> [EXCERPT PROVIDED]
········

[blindkid] Learning how to play?

Arielle Silverman arielle71 at gmail.com
Thu Aug 30 04:04:35 UTC 2012


Hi Julie,
I want to offer my perspective as a blind adult. First of all I agree
with everyone else that your younger daughter's aggressive behavior is
unacceptable and must be stopped before a positive relationship
between the two girls can happen. That said, conflict and aggression
between siblings is very common and I actually think this particular
situation has very little to do with blindness. Your two daughters
simply prefer to play in different ways and your younger one is
getting frustrated because your older one is not interested in playing
the way she wants to. In addition to blindness, there is an age gap
between them and probably personality differences as well that can
lead to disagreement.
My perspective is a little different because I am blind and my sighted
sister is older (by two years) rather than younger. I don't remember
interacting with her at age 3, but I do remember some interactions
when I was 6 or 7 and she was 8 or 9. I remember a lot of times when I
wanted to engage her in pretend games and she wasn't interested and
kept telling me to stop talking about things and people that weren't
real. She definitely wanted to play and interact with me, but just
wanted to play differently than I did because she was older and had
more advanced interests. Again, I don't think blindness factored into
this much if at all.
I definitely think that finding games and activities that fit both
their interests is the best way to start. This might be hard if they
are very different, but I think you should be able to find something
they can both enjoy and where blindness doesn't present any
disadvantage. I like the idea of playing in the dark. When they are a
little older they can also learn card games, board games etc.

········

> [DATASET CONTENT]
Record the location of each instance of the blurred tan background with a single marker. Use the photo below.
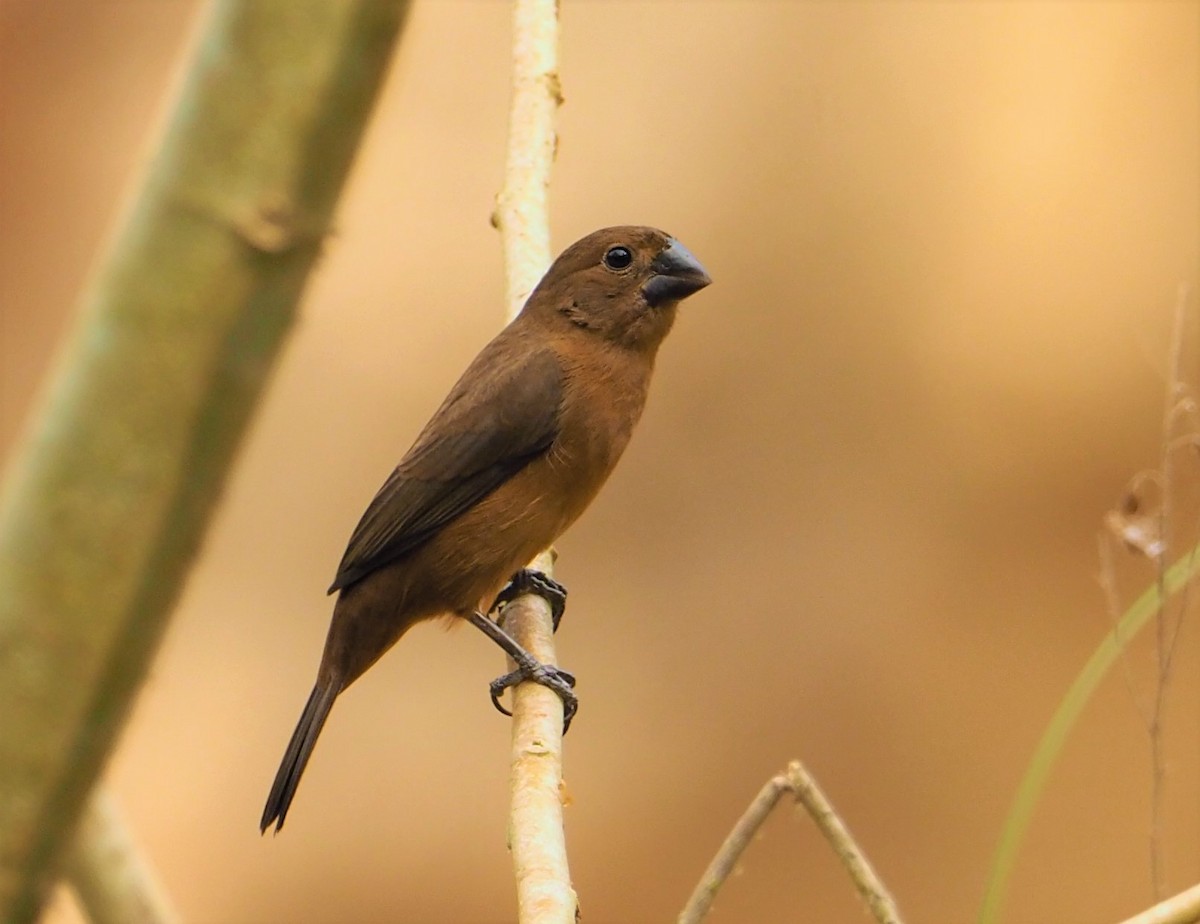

········

> [WHAT THIS EXERCISE ASKS]
A - Please rewrite the part of the post about sibling play from "My perspective is" up to and including "much if at all.", with "pretend games" replaced by "make-believe games".
B - Name every specific kind of game or play activity mentioned in the post about sibling play.

> [RESPONSE LIST]
A -
My perspective is a little different because I am blind and my sighted
sister is older (by two years) rather than younger. I don't remember
interacting with her at age 3, but I do remember some interactions
when I was 6 or 7 and she was 8 or 9. I remember a lot of times when I
wanted to engage her in make-believe games and she wasn't interested and
kept telling me to stop talking about things and people that weren't
real. She definitely wanted to play and interact with me, but just
wanted to play differently than I did because she was older and had
more advanced interests. Again, I don't think blindness factored into
this much if at all.

B -
- Pretend games
- Playing in the dark
- Card games
- Board games